_Your assignment_
Exactly reproduce the lines beginning with the line that includes "[spot] the mossy" and ending with the last line of the data.

_Data supplied_

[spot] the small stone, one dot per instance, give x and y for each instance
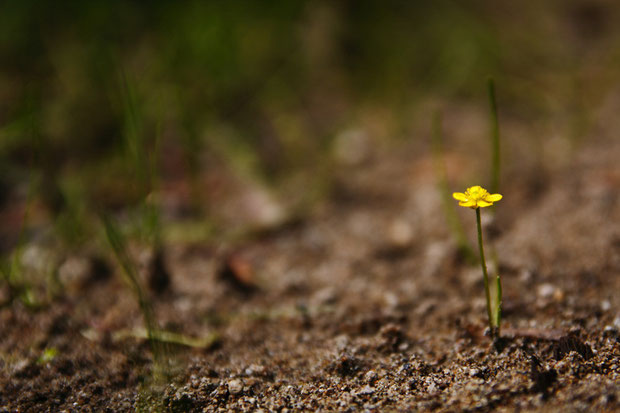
(235, 386)
(366, 390)
(546, 290)
(370, 376)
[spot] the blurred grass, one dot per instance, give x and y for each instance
(261, 89)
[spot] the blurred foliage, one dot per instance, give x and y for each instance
(87, 88)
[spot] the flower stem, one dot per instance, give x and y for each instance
(485, 275)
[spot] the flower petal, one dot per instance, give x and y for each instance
(468, 203)
(493, 197)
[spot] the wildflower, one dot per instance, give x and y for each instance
(476, 197)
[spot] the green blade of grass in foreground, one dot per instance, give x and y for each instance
(452, 217)
(130, 276)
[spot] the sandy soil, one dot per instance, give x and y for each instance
(365, 305)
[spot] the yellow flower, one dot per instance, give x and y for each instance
(476, 197)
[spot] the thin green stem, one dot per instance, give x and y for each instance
(446, 197)
(485, 274)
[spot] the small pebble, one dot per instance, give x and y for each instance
(235, 386)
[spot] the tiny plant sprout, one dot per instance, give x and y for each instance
(475, 198)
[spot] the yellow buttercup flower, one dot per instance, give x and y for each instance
(476, 197)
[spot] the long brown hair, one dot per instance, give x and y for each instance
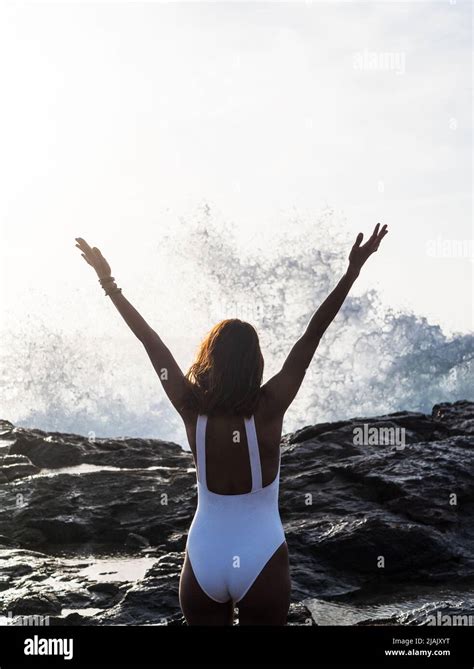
(227, 372)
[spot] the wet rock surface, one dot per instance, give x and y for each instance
(361, 515)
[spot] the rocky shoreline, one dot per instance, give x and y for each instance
(360, 518)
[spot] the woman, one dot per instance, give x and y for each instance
(236, 553)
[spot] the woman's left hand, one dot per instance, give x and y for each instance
(359, 254)
(94, 257)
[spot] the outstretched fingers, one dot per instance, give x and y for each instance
(380, 236)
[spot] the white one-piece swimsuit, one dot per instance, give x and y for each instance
(232, 537)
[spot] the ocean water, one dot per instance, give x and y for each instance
(89, 375)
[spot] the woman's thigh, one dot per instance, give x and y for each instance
(197, 607)
(268, 600)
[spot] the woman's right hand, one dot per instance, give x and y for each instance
(94, 257)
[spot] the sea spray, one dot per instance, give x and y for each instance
(371, 360)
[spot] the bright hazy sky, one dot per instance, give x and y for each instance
(117, 117)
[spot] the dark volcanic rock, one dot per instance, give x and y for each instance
(357, 515)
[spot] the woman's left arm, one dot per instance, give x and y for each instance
(171, 377)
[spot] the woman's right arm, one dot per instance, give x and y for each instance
(280, 391)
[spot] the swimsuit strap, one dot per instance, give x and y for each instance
(254, 454)
(201, 448)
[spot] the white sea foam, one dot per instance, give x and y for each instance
(372, 360)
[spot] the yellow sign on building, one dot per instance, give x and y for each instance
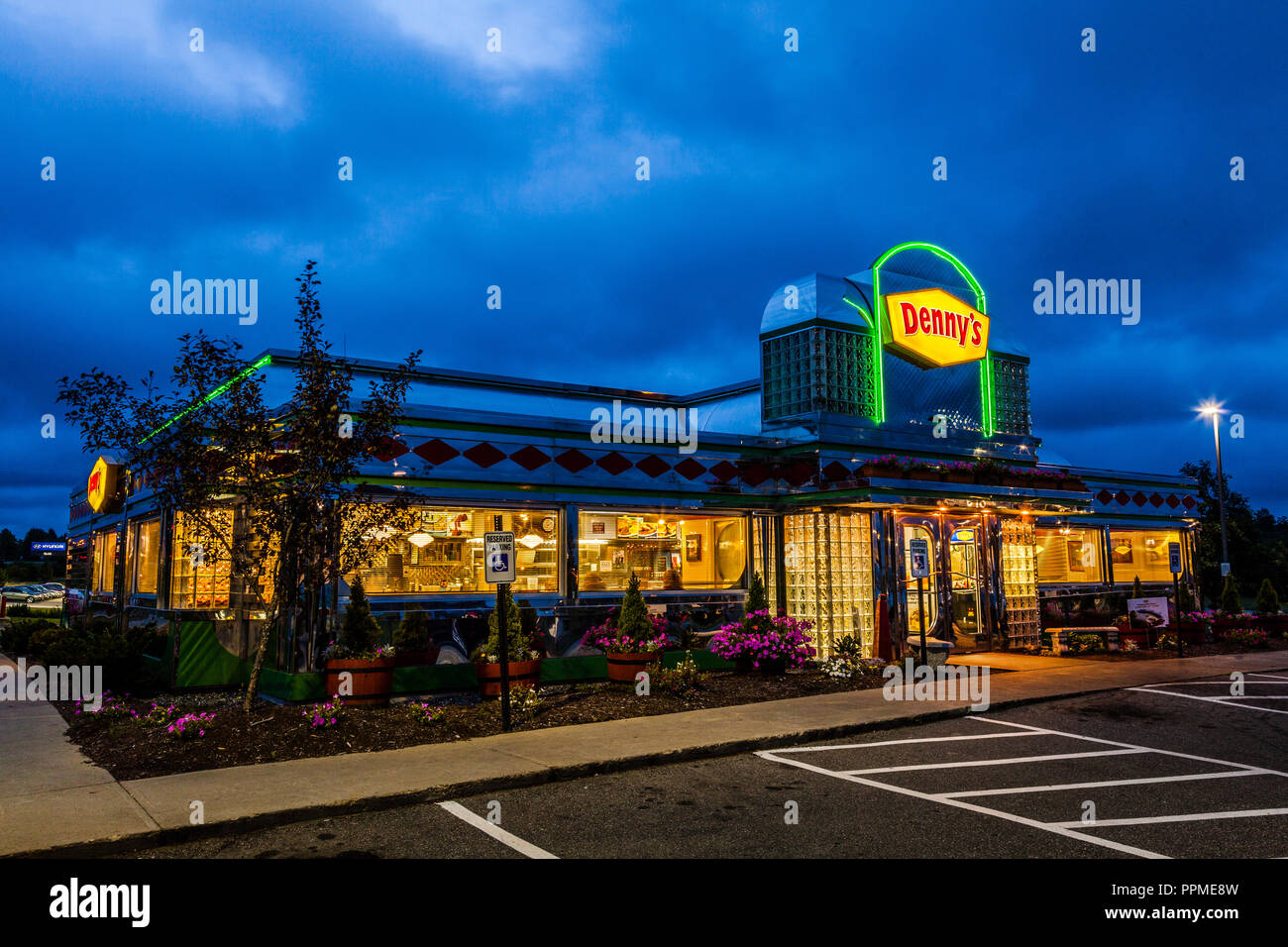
(934, 329)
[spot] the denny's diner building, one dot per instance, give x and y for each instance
(888, 408)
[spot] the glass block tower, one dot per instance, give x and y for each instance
(815, 352)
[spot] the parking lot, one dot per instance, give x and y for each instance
(1172, 771)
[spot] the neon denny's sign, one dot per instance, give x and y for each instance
(934, 329)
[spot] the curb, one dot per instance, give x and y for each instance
(138, 841)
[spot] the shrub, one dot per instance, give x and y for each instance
(360, 630)
(760, 638)
(1231, 602)
(412, 634)
(683, 680)
(1245, 637)
(425, 712)
(325, 714)
(1267, 599)
(16, 639)
(634, 621)
(518, 646)
(758, 600)
(191, 725)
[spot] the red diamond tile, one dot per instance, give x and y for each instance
(529, 458)
(574, 462)
(690, 470)
(387, 449)
(836, 471)
(614, 463)
(800, 472)
(724, 472)
(653, 466)
(436, 451)
(484, 455)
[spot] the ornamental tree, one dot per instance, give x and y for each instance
(278, 493)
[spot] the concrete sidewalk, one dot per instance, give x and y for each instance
(73, 808)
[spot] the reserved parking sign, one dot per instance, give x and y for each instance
(498, 564)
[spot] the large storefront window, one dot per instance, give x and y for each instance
(104, 562)
(1068, 554)
(827, 562)
(443, 553)
(145, 553)
(1141, 554)
(681, 552)
(200, 566)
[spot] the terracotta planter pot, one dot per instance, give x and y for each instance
(880, 471)
(778, 665)
(625, 667)
(522, 673)
(373, 681)
(415, 659)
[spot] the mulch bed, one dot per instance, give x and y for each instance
(1190, 651)
(269, 733)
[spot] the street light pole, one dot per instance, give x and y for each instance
(1220, 482)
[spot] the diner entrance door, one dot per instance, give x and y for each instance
(956, 599)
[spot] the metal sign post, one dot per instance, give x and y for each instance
(918, 554)
(498, 569)
(1173, 561)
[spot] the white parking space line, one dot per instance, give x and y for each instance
(1223, 701)
(496, 831)
(969, 806)
(1014, 789)
(1064, 828)
(1186, 817)
(958, 764)
(918, 740)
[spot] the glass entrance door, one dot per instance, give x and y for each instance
(969, 628)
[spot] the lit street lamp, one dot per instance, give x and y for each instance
(1212, 408)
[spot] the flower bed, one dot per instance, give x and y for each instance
(765, 642)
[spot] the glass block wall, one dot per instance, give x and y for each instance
(816, 368)
(827, 560)
(1012, 394)
(1019, 582)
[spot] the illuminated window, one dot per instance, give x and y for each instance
(1068, 554)
(668, 552)
(200, 566)
(104, 562)
(1141, 554)
(145, 553)
(443, 553)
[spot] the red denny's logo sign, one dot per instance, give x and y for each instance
(934, 329)
(102, 484)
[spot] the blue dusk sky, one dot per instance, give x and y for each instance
(518, 169)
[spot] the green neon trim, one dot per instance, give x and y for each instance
(205, 399)
(863, 312)
(987, 390)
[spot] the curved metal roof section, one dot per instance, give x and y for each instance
(818, 296)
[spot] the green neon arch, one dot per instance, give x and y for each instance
(987, 394)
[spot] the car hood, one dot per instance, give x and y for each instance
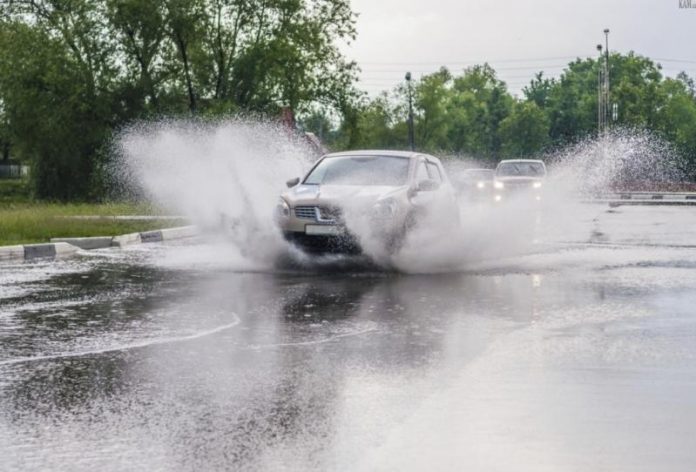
(340, 195)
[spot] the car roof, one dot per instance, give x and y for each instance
(521, 160)
(380, 152)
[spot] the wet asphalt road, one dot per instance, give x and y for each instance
(576, 356)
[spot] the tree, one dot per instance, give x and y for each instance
(432, 94)
(525, 131)
(72, 71)
(479, 103)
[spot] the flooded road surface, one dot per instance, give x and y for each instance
(577, 356)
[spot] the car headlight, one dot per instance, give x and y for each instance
(283, 209)
(384, 209)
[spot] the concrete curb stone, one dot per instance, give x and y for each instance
(63, 247)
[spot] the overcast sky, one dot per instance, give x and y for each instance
(516, 37)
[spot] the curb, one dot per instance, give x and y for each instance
(65, 247)
(647, 198)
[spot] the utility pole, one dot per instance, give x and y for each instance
(411, 136)
(603, 89)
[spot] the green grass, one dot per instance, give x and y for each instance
(14, 191)
(26, 222)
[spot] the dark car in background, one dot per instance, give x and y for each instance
(522, 178)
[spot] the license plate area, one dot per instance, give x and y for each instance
(323, 230)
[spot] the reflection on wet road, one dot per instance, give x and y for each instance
(579, 356)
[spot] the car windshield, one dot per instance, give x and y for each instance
(360, 170)
(521, 169)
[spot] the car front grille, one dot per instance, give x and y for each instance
(330, 213)
(306, 212)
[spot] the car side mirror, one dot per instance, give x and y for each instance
(428, 185)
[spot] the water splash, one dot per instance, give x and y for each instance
(224, 174)
(233, 171)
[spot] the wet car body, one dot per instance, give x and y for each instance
(320, 212)
(476, 184)
(519, 178)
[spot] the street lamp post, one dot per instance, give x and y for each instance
(603, 88)
(411, 136)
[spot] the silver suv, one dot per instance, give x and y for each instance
(354, 198)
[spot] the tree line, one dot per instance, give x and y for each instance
(474, 114)
(74, 72)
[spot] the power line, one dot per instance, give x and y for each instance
(489, 61)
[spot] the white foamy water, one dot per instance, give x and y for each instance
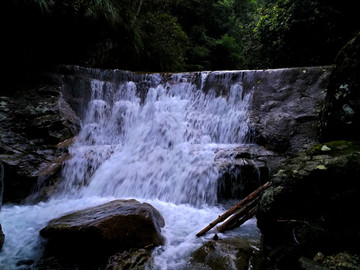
(159, 149)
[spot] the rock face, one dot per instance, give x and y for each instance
(232, 253)
(243, 169)
(2, 236)
(117, 225)
(310, 204)
(340, 115)
(286, 106)
(132, 260)
(33, 121)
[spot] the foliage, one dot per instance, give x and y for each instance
(303, 32)
(176, 35)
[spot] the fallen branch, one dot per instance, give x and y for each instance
(229, 212)
(240, 216)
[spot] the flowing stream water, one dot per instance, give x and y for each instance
(159, 147)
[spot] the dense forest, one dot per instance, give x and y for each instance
(175, 35)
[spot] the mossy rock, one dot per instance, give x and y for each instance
(311, 200)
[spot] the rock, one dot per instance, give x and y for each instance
(286, 106)
(33, 121)
(341, 113)
(2, 236)
(232, 253)
(243, 169)
(310, 203)
(134, 259)
(101, 230)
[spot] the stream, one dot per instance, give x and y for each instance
(158, 147)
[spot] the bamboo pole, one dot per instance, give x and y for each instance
(233, 209)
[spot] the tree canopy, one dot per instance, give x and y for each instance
(176, 35)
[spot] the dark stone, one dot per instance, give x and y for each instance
(232, 253)
(243, 169)
(285, 111)
(310, 203)
(102, 230)
(341, 112)
(33, 122)
(134, 259)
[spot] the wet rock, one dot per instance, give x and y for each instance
(285, 111)
(310, 203)
(33, 121)
(243, 169)
(101, 230)
(230, 254)
(2, 236)
(340, 114)
(134, 259)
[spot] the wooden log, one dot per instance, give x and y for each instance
(243, 211)
(237, 223)
(229, 212)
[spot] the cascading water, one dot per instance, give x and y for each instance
(158, 146)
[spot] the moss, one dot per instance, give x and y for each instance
(335, 148)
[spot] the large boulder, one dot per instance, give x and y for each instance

_Answer box_
[spot] the mossy rock, one dot per instance, give x and y for each instance
(311, 200)
[spot] the rock, one dot per instance, give x and y for each instance
(286, 106)
(33, 121)
(341, 113)
(2, 236)
(232, 253)
(243, 169)
(310, 203)
(134, 259)
(101, 230)
[spot] the stream, one dot per instance, give x and y for each instance
(158, 147)
[spot] the bamboo pole, one dot per instance, give x and y for each instance
(233, 209)
[spot] the tree canopy, one dot per instance, give x and y for each instance
(176, 35)
[spot] the dark stone, one dot per instance, give x and y for each instance
(232, 253)
(243, 169)
(285, 111)
(310, 203)
(102, 230)
(341, 112)
(33, 122)
(134, 259)
[spot] the wet rock, one dot per instance, give x and y for each instance
(285, 111)
(310, 203)
(33, 121)
(243, 169)
(101, 230)
(230, 254)
(2, 236)
(340, 114)
(134, 259)
[spot] the wooden log, one dot per instance, give x and y for each instance
(243, 211)
(237, 223)
(229, 212)
[spot] the cascading water, one dot per instance, give x and y for each instance
(158, 146)
[spot] the moss, one dot per instance, give x and y for each instance
(335, 148)
[spot] the large boulder, one dot per instance, give x and y for each instance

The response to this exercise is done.